[Dataset entries]
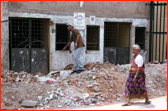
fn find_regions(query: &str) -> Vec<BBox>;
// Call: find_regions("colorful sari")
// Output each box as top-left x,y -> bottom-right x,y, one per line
124,54 -> 147,101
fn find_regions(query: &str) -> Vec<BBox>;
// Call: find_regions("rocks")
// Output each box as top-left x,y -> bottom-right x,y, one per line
22,100 -> 37,107
5,101 -> 12,106
91,98 -> 97,103
1,63 -> 167,110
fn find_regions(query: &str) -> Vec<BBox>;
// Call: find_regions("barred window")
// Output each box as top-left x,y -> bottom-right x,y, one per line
56,24 -> 70,50
135,27 -> 145,49
86,25 -> 100,50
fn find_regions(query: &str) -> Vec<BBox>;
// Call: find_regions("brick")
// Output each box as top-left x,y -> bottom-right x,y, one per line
9,77 -> 14,83
113,95 -> 117,99
30,74 -> 34,79
6,101 -> 12,106
22,100 -> 37,107
34,77 -> 38,82
48,107 -> 54,110
88,65 -> 92,70
2,78 -> 7,82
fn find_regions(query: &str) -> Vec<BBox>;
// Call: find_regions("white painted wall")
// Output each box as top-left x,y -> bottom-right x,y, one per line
1,1 -> 9,73
6,12 -> 148,71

YOUR OBJECTIVE → Reproduce every line of the listing above, the requests included, but multiply each bounding-box coordinate in the answers by 1.65 and round to the nearest whole number, with halves rounding up. Omit the pictures from your answer.

OUTPUT FOR THIS EXERCISE →
fn find_regions(query: &str) -> Vec<BBox>;
// Call: find_regions("colorful sari")
// Output each box as top-left x,y -> bottom-right x,y, one per line
205,89 -> 243,167
fn find_regions(query: &str) -> Vec<BBox>;
// Call: find_regions("rocks")
// Output each box as top-left x,y -> bottom-right x,y, one per line
36,165 -> 61,177
8,167 -> 20,175
150,162 -> 160,170
2,104 -> 276,182
fn find_regions(query: &str) -> Vec<BBox>;
// Call: find_regions("barred window")
// Output each box as top-left x,y -> bottom-right x,y, one per line
92,40 -> 116,83
223,45 -> 239,81
142,41 -> 165,83
fn find_regions(query: &str) -> Vec<BBox>;
// Call: find_regions("brick")
// Output each box as top-left x,y -> bottom-right x,y, one per line
15,127 -> 23,137
186,157 -> 193,163
50,122 -> 56,130
10,167 -> 20,175
36,165 -> 61,177
56,127 -> 63,135
79,177 -> 89,182
145,107 -> 152,116
3,129 -> 12,135
fn find_regions(query: &str) -> Vec<BBox>;
// Call: find_regions("white painted wall")
// Output each box as top-left x,y -> bottom-right x,y, one per line
2,2 -> 15,120
10,20 -> 244,117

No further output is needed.